Prompt |
Update the records starting at the line that contains "Note to the class: identify the detached" and ending at the end of the records, replacing "garage building" with "carport". Give only those lines, with nothing else changed.

Extracted records |

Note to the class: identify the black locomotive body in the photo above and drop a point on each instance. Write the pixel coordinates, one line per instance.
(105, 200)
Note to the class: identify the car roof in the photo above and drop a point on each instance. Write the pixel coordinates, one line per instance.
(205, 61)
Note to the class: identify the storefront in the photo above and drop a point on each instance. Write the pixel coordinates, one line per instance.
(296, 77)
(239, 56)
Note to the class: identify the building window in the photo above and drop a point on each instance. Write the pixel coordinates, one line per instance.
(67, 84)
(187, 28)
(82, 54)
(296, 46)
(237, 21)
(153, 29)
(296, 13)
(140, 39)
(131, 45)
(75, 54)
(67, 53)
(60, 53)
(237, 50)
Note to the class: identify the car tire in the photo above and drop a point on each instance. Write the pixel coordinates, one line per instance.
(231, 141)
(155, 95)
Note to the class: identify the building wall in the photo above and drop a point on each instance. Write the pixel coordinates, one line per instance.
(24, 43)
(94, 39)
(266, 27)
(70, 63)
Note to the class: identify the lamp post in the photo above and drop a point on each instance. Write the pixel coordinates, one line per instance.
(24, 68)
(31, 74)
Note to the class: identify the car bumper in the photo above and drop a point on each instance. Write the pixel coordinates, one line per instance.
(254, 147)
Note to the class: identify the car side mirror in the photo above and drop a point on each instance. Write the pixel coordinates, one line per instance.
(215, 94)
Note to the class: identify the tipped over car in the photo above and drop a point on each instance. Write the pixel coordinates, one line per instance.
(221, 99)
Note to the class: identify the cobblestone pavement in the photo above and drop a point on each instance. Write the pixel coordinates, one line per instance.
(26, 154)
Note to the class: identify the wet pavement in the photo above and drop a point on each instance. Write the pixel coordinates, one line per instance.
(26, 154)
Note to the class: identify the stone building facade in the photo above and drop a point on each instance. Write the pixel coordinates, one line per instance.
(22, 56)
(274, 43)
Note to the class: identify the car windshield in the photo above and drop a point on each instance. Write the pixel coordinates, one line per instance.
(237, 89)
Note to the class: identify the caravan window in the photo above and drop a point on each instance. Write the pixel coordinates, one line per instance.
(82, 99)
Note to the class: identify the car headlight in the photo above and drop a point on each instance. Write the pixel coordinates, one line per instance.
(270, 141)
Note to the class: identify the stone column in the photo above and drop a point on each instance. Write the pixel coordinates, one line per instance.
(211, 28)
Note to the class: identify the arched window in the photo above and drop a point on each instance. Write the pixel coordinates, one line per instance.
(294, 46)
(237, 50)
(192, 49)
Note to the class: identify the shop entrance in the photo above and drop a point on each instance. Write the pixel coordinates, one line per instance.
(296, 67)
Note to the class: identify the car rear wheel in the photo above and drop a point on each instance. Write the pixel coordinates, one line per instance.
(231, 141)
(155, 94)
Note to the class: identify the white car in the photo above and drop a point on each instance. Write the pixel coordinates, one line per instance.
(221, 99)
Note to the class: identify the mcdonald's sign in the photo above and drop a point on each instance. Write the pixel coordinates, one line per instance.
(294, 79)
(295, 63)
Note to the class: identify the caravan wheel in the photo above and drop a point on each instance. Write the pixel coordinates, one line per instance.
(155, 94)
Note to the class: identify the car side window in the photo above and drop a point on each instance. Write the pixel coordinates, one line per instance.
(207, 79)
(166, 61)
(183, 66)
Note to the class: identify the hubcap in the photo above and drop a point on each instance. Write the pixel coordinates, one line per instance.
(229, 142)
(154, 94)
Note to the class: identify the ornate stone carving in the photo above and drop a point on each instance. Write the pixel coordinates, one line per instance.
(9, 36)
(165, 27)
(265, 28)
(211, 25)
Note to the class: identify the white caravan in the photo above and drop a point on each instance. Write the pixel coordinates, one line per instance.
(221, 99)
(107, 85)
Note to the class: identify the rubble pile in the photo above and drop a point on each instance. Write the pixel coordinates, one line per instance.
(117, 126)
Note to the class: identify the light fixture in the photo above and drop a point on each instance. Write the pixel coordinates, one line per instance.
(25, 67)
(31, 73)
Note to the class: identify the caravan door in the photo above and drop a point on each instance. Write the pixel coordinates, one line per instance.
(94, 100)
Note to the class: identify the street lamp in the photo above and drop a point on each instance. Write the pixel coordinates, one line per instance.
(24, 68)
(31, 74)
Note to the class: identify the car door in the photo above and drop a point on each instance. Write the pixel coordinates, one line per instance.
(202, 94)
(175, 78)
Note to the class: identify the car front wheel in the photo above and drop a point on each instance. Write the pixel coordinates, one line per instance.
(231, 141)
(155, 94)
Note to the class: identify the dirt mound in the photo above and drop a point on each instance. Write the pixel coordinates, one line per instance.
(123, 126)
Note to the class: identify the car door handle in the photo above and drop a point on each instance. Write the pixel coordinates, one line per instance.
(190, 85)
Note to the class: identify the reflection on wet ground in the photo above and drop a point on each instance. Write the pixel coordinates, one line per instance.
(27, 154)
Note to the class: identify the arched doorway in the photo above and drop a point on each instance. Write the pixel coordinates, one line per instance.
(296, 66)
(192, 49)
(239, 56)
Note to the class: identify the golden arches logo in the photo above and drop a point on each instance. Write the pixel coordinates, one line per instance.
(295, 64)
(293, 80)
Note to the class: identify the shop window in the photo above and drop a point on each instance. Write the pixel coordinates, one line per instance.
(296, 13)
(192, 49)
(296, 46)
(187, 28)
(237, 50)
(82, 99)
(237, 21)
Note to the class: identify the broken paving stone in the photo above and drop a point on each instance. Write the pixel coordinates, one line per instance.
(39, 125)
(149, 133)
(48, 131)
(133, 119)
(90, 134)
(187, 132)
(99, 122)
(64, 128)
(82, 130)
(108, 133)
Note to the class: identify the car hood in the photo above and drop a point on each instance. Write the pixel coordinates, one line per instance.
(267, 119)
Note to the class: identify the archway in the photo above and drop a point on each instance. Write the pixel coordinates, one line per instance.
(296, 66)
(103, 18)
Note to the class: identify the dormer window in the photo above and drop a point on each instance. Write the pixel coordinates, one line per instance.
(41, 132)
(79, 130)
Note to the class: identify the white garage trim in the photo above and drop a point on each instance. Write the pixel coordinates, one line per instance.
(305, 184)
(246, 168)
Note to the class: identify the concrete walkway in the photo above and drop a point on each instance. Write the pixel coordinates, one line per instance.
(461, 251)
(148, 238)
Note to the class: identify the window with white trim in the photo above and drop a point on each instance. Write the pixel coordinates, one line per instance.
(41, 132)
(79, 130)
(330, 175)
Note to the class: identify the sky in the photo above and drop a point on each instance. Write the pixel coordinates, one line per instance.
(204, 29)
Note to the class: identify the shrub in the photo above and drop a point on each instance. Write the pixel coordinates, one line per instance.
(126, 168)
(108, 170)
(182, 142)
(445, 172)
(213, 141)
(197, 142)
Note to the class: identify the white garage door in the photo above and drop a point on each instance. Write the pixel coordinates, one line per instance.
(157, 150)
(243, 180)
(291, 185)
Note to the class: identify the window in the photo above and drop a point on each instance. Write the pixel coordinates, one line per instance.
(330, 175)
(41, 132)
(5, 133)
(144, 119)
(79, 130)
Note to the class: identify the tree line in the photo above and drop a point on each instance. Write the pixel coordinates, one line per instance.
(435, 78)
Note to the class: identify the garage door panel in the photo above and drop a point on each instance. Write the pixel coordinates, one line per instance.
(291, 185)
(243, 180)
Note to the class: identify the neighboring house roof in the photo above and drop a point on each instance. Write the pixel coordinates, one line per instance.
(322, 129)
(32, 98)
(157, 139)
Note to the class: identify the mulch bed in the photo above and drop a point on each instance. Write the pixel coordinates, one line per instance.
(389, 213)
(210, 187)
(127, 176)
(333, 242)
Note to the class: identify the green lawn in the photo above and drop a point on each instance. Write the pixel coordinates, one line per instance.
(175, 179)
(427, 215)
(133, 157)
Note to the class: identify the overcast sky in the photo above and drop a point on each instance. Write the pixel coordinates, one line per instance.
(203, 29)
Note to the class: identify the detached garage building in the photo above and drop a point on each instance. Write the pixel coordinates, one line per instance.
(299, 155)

Response |
Note to the class: identify the detached carport in the photo above and drop a point on each instance. Write the pixel coordinates, one line per instance.
(299, 155)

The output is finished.